▶

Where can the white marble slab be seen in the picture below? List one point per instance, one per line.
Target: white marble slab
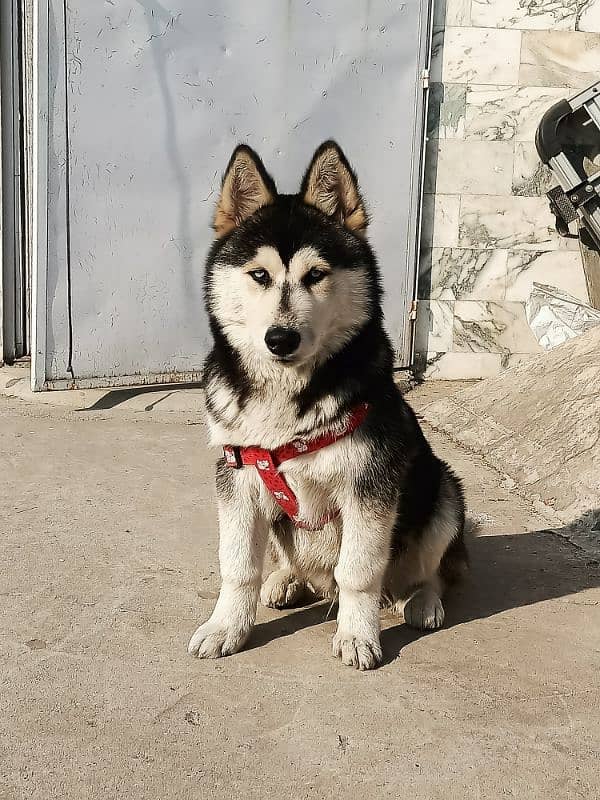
(525, 14)
(507, 112)
(517, 223)
(483, 55)
(461, 366)
(589, 16)
(456, 274)
(562, 268)
(531, 178)
(458, 12)
(476, 168)
(433, 329)
(439, 225)
(559, 58)
(446, 111)
(494, 327)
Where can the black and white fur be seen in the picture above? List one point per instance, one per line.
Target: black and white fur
(302, 262)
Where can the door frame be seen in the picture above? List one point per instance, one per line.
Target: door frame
(38, 85)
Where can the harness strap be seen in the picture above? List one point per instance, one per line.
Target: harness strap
(267, 464)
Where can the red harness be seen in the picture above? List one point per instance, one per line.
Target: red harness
(267, 464)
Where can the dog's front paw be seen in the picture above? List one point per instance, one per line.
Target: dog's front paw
(216, 639)
(362, 653)
(282, 590)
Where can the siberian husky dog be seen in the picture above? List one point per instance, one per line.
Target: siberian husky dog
(299, 384)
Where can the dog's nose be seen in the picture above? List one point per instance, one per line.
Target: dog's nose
(282, 341)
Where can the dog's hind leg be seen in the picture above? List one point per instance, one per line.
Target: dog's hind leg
(242, 544)
(417, 578)
(283, 588)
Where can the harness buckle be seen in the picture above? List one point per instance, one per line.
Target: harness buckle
(233, 456)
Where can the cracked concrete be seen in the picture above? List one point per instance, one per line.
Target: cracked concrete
(110, 560)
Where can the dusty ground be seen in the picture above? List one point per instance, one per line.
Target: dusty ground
(109, 562)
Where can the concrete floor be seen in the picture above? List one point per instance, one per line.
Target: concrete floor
(110, 561)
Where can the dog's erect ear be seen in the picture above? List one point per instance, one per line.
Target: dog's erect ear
(247, 186)
(331, 186)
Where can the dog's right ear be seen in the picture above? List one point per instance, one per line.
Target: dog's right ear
(246, 187)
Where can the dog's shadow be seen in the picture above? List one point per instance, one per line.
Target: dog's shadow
(507, 571)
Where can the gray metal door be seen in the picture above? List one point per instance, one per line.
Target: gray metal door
(145, 103)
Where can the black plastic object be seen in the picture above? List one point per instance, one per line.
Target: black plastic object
(547, 138)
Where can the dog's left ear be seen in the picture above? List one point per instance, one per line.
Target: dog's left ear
(331, 186)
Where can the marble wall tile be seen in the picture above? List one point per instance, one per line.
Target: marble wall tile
(588, 17)
(507, 112)
(433, 329)
(517, 223)
(461, 366)
(562, 268)
(455, 274)
(559, 58)
(525, 14)
(531, 178)
(479, 168)
(492, 327)
(436, 56)
(439, 225)
(458, 12)
(446, 111)
(483, 55)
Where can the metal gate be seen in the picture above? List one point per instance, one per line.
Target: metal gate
(139, 105)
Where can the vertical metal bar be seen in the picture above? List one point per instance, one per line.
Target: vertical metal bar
(39, 239)
(9, 271)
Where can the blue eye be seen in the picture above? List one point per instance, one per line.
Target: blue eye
(314, 276)
(261, 276)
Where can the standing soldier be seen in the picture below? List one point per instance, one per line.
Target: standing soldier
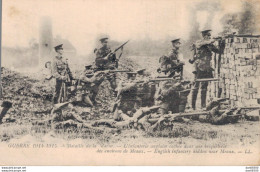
(171, 63)
(106, 60)
(202, 65)
(61, 72)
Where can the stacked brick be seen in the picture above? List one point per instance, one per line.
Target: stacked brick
(239, 72)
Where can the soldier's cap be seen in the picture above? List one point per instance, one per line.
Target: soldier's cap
(89, 75)
(130, 74)
(103, 39)
(88, 66)
(46, 64)
(58, 47)
(141, 71)
(175, 40)
(205, 31)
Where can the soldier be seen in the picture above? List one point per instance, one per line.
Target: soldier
(91, 82)
(145, 90)
(127, 100)
(202, 65)
(167, 97)
(171, 63)
(106, 60)
(62, 74)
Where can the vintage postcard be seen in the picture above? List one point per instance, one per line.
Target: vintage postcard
(130, 82)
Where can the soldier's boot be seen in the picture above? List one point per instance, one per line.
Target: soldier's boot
(116, 115)
(194, 99)
(203, 98)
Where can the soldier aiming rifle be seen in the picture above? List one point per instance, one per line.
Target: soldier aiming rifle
(170, 64)
(202, 65)
(106, 60)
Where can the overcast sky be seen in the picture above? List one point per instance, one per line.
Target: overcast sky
(83, 21)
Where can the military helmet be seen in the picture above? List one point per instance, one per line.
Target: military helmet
(58, 47)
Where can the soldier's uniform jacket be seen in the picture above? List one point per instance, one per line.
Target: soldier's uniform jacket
(60, 68)
(174, 56)
(169, 60)
(166, 90)
(204, 54)
(101, 53)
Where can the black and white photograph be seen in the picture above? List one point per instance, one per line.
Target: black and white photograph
(130, 82)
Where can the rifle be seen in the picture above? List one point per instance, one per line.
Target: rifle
(172, 70)
(121, 46)
(206, 79)
(117, 71)
(157, 80)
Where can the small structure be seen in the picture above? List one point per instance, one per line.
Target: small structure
(238, 70)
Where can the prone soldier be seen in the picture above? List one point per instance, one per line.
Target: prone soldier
(127, 100)
(202, 65)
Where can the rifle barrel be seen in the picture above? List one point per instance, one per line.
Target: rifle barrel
(206, 79)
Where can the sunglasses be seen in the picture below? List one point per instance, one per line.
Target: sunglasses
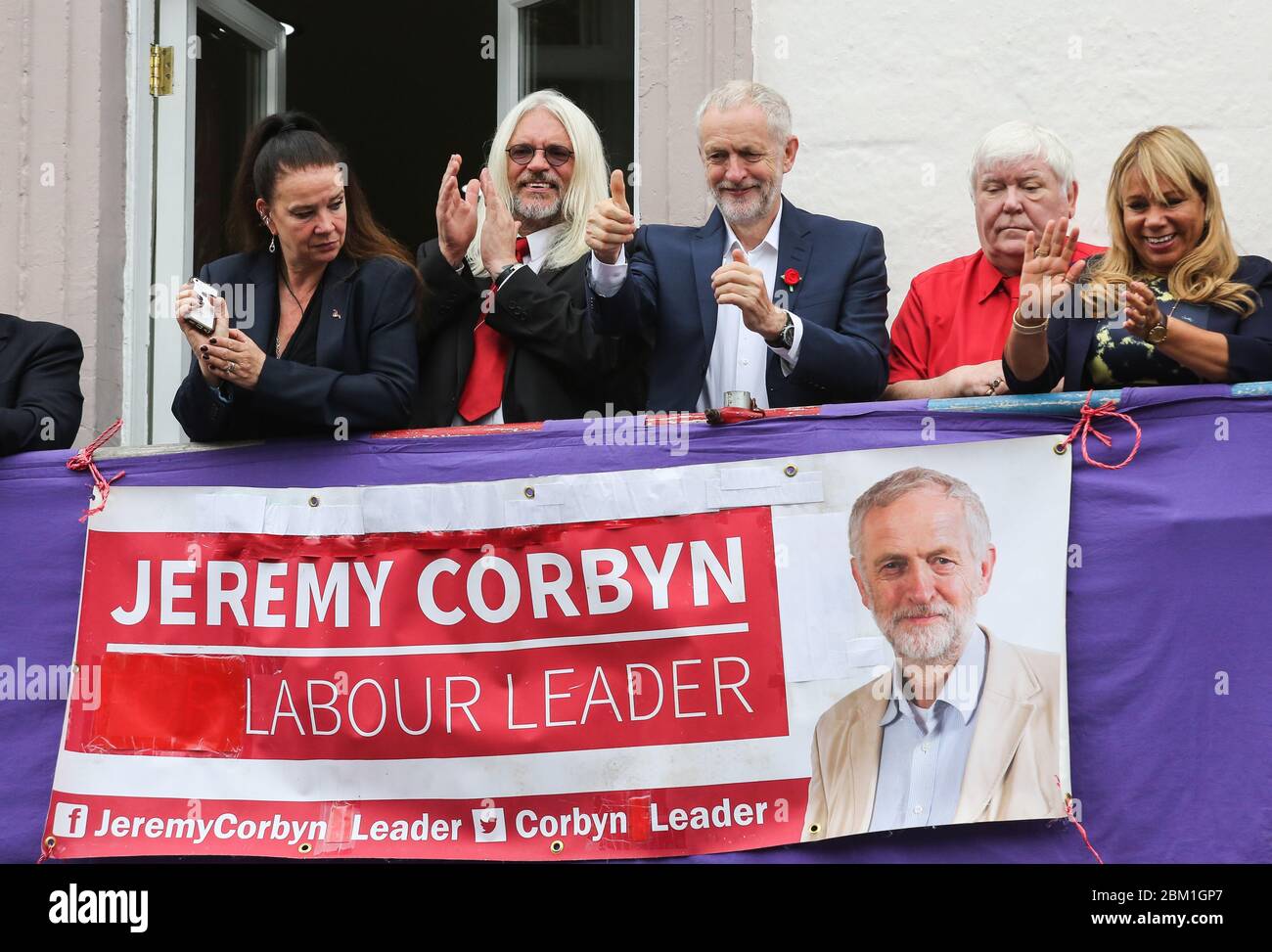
(556, 156)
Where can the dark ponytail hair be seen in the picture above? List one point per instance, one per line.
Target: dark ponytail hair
(291, 142)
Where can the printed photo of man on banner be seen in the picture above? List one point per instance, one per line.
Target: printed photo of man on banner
(966, 726)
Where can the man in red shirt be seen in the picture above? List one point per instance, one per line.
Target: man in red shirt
(948, 338)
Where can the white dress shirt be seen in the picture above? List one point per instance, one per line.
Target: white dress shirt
(739, 356)
(539, 244)
(925, 752)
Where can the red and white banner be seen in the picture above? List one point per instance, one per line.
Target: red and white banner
(313, 672)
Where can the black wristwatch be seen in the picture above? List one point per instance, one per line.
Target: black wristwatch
(505, 274)
(787, 337)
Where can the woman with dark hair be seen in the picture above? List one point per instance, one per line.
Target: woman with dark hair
(325, 303)
(1169, 303)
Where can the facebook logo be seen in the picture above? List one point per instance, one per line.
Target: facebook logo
(70, 820)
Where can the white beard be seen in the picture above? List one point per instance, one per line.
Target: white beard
(930, 644)
(746, 210)
(535, 210)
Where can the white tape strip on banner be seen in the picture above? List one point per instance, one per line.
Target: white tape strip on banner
(229, 512)
(313, 520)
(801, 487)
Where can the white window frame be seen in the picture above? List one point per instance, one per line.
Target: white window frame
(509, 72)
(159, 198)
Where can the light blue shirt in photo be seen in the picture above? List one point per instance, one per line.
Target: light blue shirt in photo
(924, 752)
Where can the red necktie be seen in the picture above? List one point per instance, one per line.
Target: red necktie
(483, 389)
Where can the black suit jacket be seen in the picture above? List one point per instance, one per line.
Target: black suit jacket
(38, 381)
(367, 358)
(840, 298)
(559, 369)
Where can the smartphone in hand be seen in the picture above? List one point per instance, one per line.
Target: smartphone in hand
(203, 316)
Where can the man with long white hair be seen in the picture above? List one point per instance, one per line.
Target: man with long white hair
(948, 338)
(764, 296)
(504, 337)
(965, 727)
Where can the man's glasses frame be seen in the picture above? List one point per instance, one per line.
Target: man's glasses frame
(556, 156)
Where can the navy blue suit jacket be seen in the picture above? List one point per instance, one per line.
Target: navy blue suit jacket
(367, 354)
(842, 299)
(1249, 339)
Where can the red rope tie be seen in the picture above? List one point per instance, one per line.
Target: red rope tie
(1068, 812)
(1086, 427)
(83, 460)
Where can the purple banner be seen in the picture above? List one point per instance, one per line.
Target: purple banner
(1169, 714)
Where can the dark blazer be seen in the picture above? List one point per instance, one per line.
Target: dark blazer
(842, 299)
(367, 359)
(38, 381)
(559, 369)
(1249, 339)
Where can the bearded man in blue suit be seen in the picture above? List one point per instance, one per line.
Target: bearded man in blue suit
(764, 296)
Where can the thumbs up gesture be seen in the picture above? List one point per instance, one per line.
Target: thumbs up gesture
(611, 223)
(738, 283)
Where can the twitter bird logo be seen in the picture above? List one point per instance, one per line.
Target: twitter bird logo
(488, 825)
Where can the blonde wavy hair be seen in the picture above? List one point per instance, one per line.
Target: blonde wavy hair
(589, 183)
(1168, 156)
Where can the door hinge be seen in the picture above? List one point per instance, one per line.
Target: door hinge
(160, 70)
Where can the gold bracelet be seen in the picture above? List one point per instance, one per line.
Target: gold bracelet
(1028, 329)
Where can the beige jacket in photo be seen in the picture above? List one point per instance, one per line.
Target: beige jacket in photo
(1012, 765)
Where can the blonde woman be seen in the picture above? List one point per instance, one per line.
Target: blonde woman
(1169, 303)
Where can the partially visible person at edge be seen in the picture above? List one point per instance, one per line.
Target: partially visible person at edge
(505, 335)
(948, 338)
(39, 392)
(1169, 303)
(325, 301)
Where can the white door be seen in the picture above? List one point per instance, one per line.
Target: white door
(183, 25)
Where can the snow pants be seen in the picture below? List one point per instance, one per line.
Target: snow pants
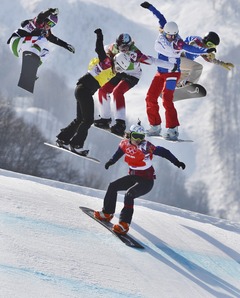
(191, 70)
(76, 132)
(136, 186)
(118, 87)
(164, 83)
(35, 44)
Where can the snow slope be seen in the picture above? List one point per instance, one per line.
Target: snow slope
(48, 248)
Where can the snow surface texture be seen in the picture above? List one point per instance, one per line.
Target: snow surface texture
(49, 248)
(213, 160)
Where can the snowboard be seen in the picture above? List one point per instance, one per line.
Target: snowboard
(74, 153)
(126, 239)
(30, 64)
(173, 141)
(108, 131)
(190, 91)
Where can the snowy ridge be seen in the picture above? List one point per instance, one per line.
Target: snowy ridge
(213, 162)
(50, 249)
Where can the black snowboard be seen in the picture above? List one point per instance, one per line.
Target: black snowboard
(127, 239)
(30, 64)
(74, 153)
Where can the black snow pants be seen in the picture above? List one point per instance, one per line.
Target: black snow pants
(136, 186)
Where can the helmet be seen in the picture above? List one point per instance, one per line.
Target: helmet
(124, 42)
(211, 37)
(171, 28)
(137, 128)
(121, 62)
(51, 20)
(137, 132)
(124, 38)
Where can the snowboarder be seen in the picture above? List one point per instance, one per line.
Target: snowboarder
(100, 71)
(121, 83)
(35, 34)
(192, 70)
(138, 155)
(169, 46)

◀

Direction
Give the entries from the line containing "Where can the door hinge" through the line containing "(1028, 329)" as a two-column CSV with the headers entry_text and answer. Put one row per entry, put each field in quotation marks, and replace every line break inside a field with a space.

In response
entry_text,answer
"Where can the door hinge be seen in the picture above? List one point per instance, one per line. Target: door hinge","(160, 70)"
"Where can the gold bracelet be seen in the picture above? List one point per instance, one per line. Target: gold bracelet","(1028, 329)"